:: DATA FOR THE TASK
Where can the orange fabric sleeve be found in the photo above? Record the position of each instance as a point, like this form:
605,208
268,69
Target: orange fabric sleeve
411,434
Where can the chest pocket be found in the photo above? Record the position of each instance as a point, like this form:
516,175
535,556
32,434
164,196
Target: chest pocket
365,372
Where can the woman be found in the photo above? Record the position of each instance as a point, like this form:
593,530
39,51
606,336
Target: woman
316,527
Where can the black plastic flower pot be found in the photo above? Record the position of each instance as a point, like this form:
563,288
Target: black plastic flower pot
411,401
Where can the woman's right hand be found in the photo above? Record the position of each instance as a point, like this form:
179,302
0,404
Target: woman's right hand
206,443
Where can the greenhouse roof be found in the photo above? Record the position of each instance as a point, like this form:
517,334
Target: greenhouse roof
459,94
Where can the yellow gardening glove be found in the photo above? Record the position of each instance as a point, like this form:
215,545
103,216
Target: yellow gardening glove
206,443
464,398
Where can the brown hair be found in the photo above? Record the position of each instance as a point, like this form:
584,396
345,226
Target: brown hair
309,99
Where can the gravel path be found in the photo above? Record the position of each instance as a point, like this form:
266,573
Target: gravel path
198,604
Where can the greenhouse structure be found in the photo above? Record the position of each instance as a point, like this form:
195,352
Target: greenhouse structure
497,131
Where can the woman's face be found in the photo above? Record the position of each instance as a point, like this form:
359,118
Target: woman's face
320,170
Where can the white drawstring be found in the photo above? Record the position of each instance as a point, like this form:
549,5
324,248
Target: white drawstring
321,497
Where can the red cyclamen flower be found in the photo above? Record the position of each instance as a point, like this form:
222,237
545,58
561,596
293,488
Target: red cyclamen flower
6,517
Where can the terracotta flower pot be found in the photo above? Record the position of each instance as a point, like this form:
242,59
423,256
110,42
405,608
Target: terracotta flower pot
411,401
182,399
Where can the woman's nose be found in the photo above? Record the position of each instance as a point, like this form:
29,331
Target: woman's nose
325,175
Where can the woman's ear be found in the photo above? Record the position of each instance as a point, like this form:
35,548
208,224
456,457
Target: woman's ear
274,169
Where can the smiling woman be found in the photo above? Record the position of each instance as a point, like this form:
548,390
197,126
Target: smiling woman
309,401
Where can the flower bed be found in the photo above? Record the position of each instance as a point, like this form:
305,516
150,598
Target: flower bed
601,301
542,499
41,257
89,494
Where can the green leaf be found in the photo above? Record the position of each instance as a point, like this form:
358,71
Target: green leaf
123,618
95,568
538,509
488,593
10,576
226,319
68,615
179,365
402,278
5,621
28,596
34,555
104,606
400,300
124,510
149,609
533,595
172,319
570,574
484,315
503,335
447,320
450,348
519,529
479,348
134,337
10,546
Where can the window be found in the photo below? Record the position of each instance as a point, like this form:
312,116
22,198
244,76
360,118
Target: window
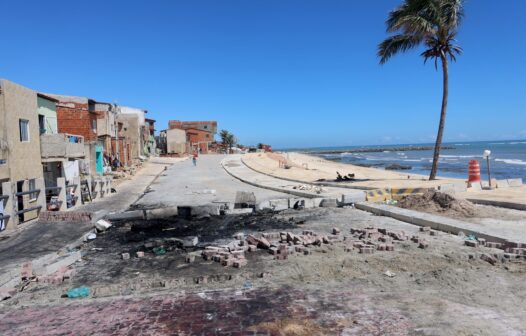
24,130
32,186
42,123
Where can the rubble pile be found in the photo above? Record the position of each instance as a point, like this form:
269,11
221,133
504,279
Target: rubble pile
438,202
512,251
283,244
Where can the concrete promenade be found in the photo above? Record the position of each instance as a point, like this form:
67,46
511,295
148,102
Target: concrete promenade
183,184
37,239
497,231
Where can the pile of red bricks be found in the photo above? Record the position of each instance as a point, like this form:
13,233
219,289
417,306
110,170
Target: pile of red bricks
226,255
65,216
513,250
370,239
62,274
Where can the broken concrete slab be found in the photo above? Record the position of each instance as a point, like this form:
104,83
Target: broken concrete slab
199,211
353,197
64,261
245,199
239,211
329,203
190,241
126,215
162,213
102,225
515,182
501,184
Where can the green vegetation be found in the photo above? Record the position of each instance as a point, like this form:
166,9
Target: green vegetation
::::
WHAT YOU WILL DO: Copy only the stretch running from the line containing "Target: rubble pile" to the final line of the entries, both ends included, exactly as it stands.

RESPONSE BELOW:
Target: rubble pile
438,202
512,251
283,244
Where can the concrete promenade be found in the photo above? Record the position of each instance as a point, like this form:
67,46
511,295
148,102
Target: concrete promenade
183,184
37,239
497,231
Where can the pile of red bricks be found in the photo above? Record the position of each instance as a point, like this form:
13,233
219,289
417,306
110,170
Target: pile of red bricks
226,255
65,216
513,250
370,239
62,274
Where can the broken concrete slab be found in the photo above? Record the position of each instance as a point, like this form:
104,83
Target: broken concrete slab
199,211
353,197
64,261
245,199
239,211
329,203
190,241
126,215
162,213
102,225
515,182
501,184
Where can the green vegetation be found in the photo above? Record the position of each instance as a point, like this form:
166,9
Target: green vegetation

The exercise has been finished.